**Given information:**
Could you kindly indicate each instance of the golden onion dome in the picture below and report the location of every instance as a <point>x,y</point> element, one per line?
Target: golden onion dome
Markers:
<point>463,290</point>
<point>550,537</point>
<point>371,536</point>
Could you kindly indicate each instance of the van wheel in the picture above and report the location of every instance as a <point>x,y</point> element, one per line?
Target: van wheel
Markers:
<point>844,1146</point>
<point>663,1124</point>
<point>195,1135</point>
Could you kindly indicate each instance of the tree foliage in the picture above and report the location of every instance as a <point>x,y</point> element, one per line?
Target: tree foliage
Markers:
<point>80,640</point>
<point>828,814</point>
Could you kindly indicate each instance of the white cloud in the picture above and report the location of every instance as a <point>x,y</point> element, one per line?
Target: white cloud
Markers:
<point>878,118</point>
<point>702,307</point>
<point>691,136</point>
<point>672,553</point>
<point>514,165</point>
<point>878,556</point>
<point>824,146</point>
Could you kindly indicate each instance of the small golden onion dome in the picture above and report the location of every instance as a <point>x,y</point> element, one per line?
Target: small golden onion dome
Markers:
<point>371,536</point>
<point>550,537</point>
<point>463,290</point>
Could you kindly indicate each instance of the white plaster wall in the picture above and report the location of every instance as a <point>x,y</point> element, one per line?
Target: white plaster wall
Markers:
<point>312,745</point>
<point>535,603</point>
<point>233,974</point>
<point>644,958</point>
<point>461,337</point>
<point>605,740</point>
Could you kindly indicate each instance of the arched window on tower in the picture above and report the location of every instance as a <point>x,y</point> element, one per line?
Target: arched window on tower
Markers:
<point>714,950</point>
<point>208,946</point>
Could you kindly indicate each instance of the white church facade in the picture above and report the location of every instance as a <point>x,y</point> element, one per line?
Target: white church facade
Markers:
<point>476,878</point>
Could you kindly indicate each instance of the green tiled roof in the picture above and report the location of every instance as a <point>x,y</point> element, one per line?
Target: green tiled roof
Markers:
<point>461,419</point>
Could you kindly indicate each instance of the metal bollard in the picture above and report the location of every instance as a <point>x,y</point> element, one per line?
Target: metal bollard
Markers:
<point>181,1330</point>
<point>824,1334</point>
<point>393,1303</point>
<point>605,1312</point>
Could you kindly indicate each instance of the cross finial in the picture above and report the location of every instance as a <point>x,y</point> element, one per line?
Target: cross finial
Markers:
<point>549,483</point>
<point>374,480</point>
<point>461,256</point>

**Task to complete:**
Reproduce the data shown above in its entirety, keeping each word as it is.

**Exercise response:**
Could you kindly indicate each instance of the golden onion dome in the picture below and report the location of every instance as a <point>x,y</point> element, one per line?
Target: golden onion dome
Markers:
<point>463,290</point>
<point>550,537</point>
<point>371,536</point>
Could you kindly indicate each instance of the van wheel in the picture above and report the location of every instance as a <point>x,y</point> element, one per line?
Target: van wheel
Markers:
<point>844,1146</point>
<point>663,1124</point>
<point>195,1135</point>
Could you kindly indicate each instance of the tree foliage in the picture above and report the location of every instance as a <point>x,y</point> element, one per line?
Target: tree foliage
Markers:
<point>80,640</point>
<point>828,814</point>
Could you kindly indicate each instance of the white cloud in the picture above and report the location of every instance as a <point>x,y</point> element, one per line?
Target: white cloud
Markers:
<point>878,118</point>
<point>702,307</point>
<point>691,136</point>
<point>672,553</point>
<point>514,165</point>
<point>878,556</point>
<point>824,146</point>
Could you kindly indicate each instance of the small golden onion dome in the picture above and report the location of every instance as a <point>x,y</point> element, one per line?
Target: small golden onion dome
Markers:
<point>371,536</point>
<point>550,537</point>
<point>463,290</point>
Could you kindly indicate each instance of the white plaster wall in the picture above and report the location of every instance as a <point>x,y</point> element, one per line?
Target: white plaster wall
Markers:
<point>312,745</point>
<point>535,603</point>
<point>233,974</point>
<point>644,958</point>
<point>461,337</point>
<point>605,740</point>
Could you kindly indicate each instance of the arched window on tower in the picture above and report the location of every instance as a <point>x,y</point> element, one per line?
Target: arched window on tower
Markers:
<point>714,950</point>
<point>208,946</point>
Could you kindly indicate each instance of the white church facade in the picture above and report the location of every instance as a <point>x,y</point> element, one per line?
Target: white church facade
Markers:
<point>476,878</point>
Could you kindly indicate each instance of the green tiled roof in the picture above and report the location of every instance as a <point>x,y</point> element, one per line?
Target: green tiled roof
Markers:
<point>461,419</point>
Could you kindly indicate each instance of the metal bollard in the picture above and report the location of every instance as a <point>x,y</point> element, one per line?
Target: metal bollard
Markers:
<point>181,1330</point>
<point>824,1334</point>
<point>393,1303</point>
<point>605,1312</point>
Could you kindly indicate each instance of the cross finial in the picture above and report the location of every instance as a <point>x,y</point> element, one per line?
Target: cross finial
Markers:
<point>549,483</point>
<point>374,480</point>
<point>461,256</point>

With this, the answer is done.